===== Exercise text
AWSAIF-C01

Domain 1: Fundamentals of AI and ML

Topic 1 of 5 · Study notes

AWS Certified AI Practitioner — Domain 1: Fundamentals of AI and Machine Learning

Exam Code: AIF-C01 | Level: Foundational
Domain Weight: 20% | Total Domains: 5 | Passing Score: 700/1000

AI, ML, and Deep Learning
- 1.1 Definitions and Hierarchy
- 1.2 Types of AI by Capability
Types of Machine Learning
The ML Lifecycle
- 3.1 Pipeline Stages
Key ML Concepts and Terminology
- 4.1 Bias, Variance, and Regularization
- 4.2 Hyperparameters vs. Parameters
Data Fundamentals for ML
- 5.1 Data Types and Quality
- 5.2 Handling Missing Data and Class Imbalance
Feature Engineering
- 6.1 Feature Types and Transformations
Model Training and Evaluation
- 7.1 Evaluation Metrics
ML Algorithms Overview
- 8.1 Supervised Algorithms
- 8.2 Unsupervised Algorithms
Deep Learning and Neural Networks
- 9.1 Network Architectures
AWS AI and ML Services
- 10.1 Amazon SageMaker
- 10.2 AWS Pre-Built AI Services
Exam Tips and Quick Reference

1. AI, ML, and Deep Learning

Artificial Intelligence, Machine Learning, and Deep Learning form a nested hierarchy where each is a subset of the one above it. Understanding where each term begins and ends is the foundation for the entire exam.

1.1 Definitions and Hierarchy

Artificial Intelligence (AI) is the simulation of human intelligence in machines programmed to think, reason, and make decisions. Machine Learning (ML) is a subset of AI where models learn patterns from data without being explicitly programmed with rules. Deep Learning (DL) is a subset of ML using multi-layered neural networks.

┌──────────────────────────────────────────┐
│          Artificial Intelligence         │
│  ┌────────────────────────────────────┐  │
│  │        Machine Learning            │  │
│  │  ┌──────────────────────────────┐  │  │
│  │  │       Deep Learning          │  │  │
│  │  │  ┌────────────────────────┐  │  │  │
│  │  │  │    Generative AI       │  │  │  │
│  │  │  └────────────────────────┘  │  │  │
│  │  └──────────────────────────────┘  │  │
│  └────────────────────────────────────┘  │
└──────────────────────────────────────────┘

Term	Definition
Artificial Intelligence	Machines simulating human-like reasoning and decision-making.
==========
===== Records
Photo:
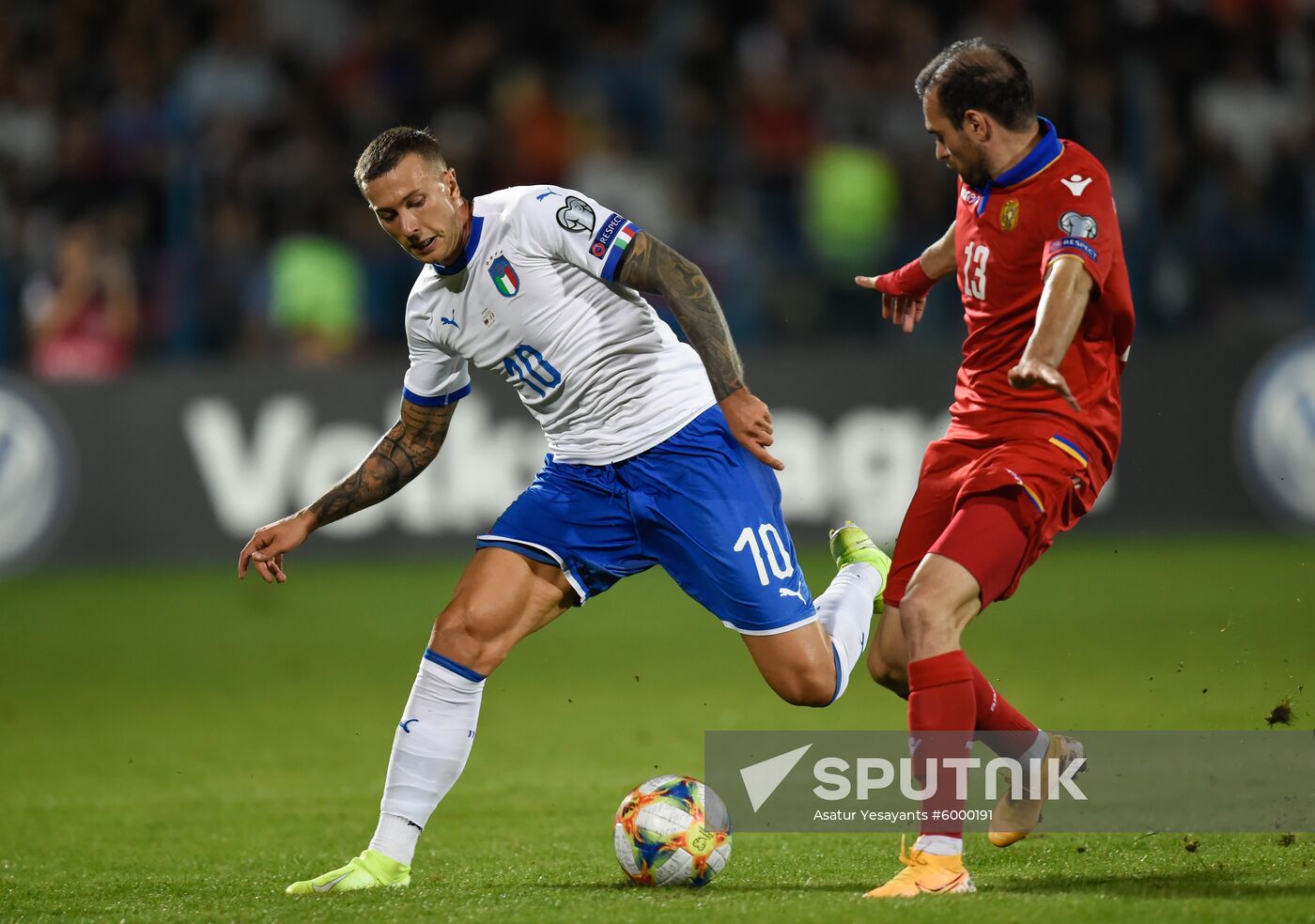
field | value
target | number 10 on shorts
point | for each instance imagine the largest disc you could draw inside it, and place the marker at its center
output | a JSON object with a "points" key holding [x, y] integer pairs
==========
===== Records
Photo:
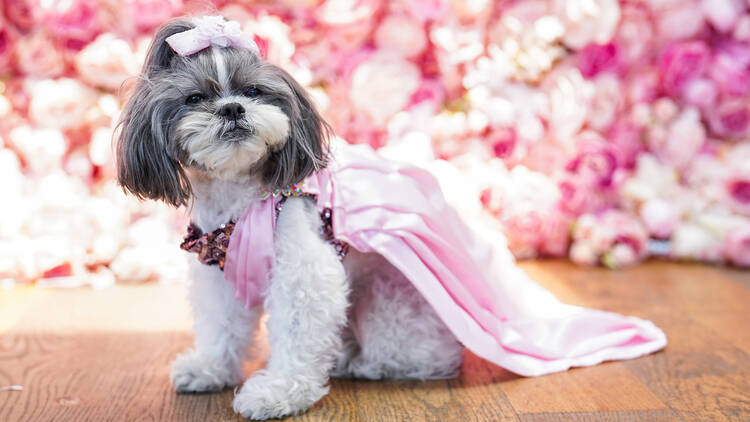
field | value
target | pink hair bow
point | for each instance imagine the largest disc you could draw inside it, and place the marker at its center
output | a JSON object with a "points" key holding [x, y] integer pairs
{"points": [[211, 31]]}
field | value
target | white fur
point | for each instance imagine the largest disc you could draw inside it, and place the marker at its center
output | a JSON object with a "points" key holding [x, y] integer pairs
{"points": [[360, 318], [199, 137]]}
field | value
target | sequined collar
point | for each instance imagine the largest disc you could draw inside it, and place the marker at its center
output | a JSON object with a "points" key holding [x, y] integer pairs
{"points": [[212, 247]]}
==========
* **Actions to take**
a. In the AI fundamentals study notes, rewrite the paragraph beginning "Artificial Intelligence (AI) is the simulation" as a short bulleted list that keeps its three definitions.
b. Pick up the AI fundamentals study notes where they stop, starting with the next entry in the term and definition table.

* **Solved tasks**
a.
- Artificial Intelligence (AI): the simulation of human intelligence in machines programmed to think, reason, and make decisions.
- Machine Learning (ML): a subset of AI in which models learn patterns from data without explicitly programmed rules.
- Deep Learning (DL): a subset of ML that uses multi-layered neural networks.

b.
Machine Learning	AI systems that learn from data without being given explicit rules.
Deep Learning	ML using neural networks with many layers to learn complex representations.
Natural Language Processing	AI for understanding and generating human language.
Computer Vision	AI for understanding images and video.

Key Concept: All ML is AI, but not all AI is ML. All Deep Learning is ML, but not all ML is Deep Learning. Generative AI is a subset of Deep Learning.

1.2 Types of AI by Capability

Type	Also Called	Description
Narrow AI	ANI	Designed for one specific task. Every production AI system today is narrow AI.
General AI	AGI	Hypothetical human-level general intelligence. Does not exist today.
Super AI	ASI	Hypothetical AI surpassing human intelligence. Theoretical only.

Exam Tip: Every AWS AI service — Bedrock, SageMaker, Rekognition — is narrow AI. AGI and ASI are conceptual terms, not products.

2. Types of Machine Learning

ML is categorized by how models learn from data. The exam frequently gives a scenario and asks you to identify the correct learning paradigm.

2.1 Supervised Learning

In supervised learning, the model learns from labeled data — datasets where the correct answer is already known. The goal is to learn a mapping from inputs to outputs.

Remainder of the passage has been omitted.